◆ Texto fornecido ◆
════════════════
Ser solteira na China ou o contentamento da conformidade

.

Yingguang Guo é uma fotógrafa chinesa de 35 anos. E solteira. Porém, culturalmente, ser solteira na China nessa idade é um problema ainda hoje. Cá entre nós, não é só na China que estar solteira aos 35 anos é visto como um problema. As pressões brasileiras para a mulher casar o mais rápido possível aos 35 anos também são fortes e eficazes.

.

Mas voltando a nossa jovem fotógrafa chinesa que ficou “pra titia”… Diante dessa cultura tradicionalista, ela resolveu fazer um ensaio sobre a problemática. “O contentamento da conformidade” é o título de sua série que perpassa questões culturais chinesas sobre o casamento arranjado. E também questões pessoais da fotógrafa. Guo trabalha com fotografia, vídeo, instalação e performance para conseguir abarcar as nuances dessa temática.

.

A China é uma enorme potência mundial, passando por um enorme crescimento econômico, mas isso acontece tão rapidamente que muitas coisas acontecem paralelamente. Como a emancipação das jovens chinesas e a tradição do casamento arranjado. Dois movimentos opostos que andam juntos na China atual. É no People’s Park, em Xangai, que os pais se reúnem para “venderem” seus filhxs solteirxs. Eles andam com cartazes sobre os filhxs, na esperança de os casarem. Um tinder à moda bem antiga!
════════════════
◆ Dados apresentados ◆
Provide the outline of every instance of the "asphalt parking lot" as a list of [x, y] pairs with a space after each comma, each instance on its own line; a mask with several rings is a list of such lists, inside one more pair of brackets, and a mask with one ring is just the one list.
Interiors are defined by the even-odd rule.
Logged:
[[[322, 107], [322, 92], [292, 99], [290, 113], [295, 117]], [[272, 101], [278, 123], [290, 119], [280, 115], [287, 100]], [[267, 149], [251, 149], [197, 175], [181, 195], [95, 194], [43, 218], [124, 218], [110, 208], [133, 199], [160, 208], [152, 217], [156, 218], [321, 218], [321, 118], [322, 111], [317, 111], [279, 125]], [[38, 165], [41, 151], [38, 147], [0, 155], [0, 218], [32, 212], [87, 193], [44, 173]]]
════════════════
◆ O que fazer ◆
(a) Com base no texto sobre a fotógrafa Yingguang Guo, responda às perguntas abaixo.
(i) Quantos anos tem Yingguang Guo?
(ii) Qual é o título da série da fotógrafa?
(iii) Em que parque de Xangai os pais se reúnem com cartazes sobre os filhos?
(b) Escreva a continuação do texto sobre a fotógrafa Yingguang Guo a partir do ponto em que ele termina.

◆ Respostas ◆
(a)
(i) 35 anos.
(ii) "O contentamento da conformidade".
(iii) No People’s Park.

(b)
.

Yingguang Guo, The bliss of conformity, 2016

.

É tipo um anúncio, feito pelos pais (sem xs filhxs saberem) que indica os melhores detalhes e as qualidades dos jovens. Banalidades como qual a altura, idade, hobby, emprego… Até detalhes mais sórdidos como o valor do salário, se tem casa própria… Há um conjunto padronizado que faz com que alguns sejam “mercadorias mais valiosas”. Ou em outros termos, seja um bom partido. O requisito básico da mulher é a idade, obviamente. Quanto mais nova, melhor. Para o homem, quanto mais rico, melhor.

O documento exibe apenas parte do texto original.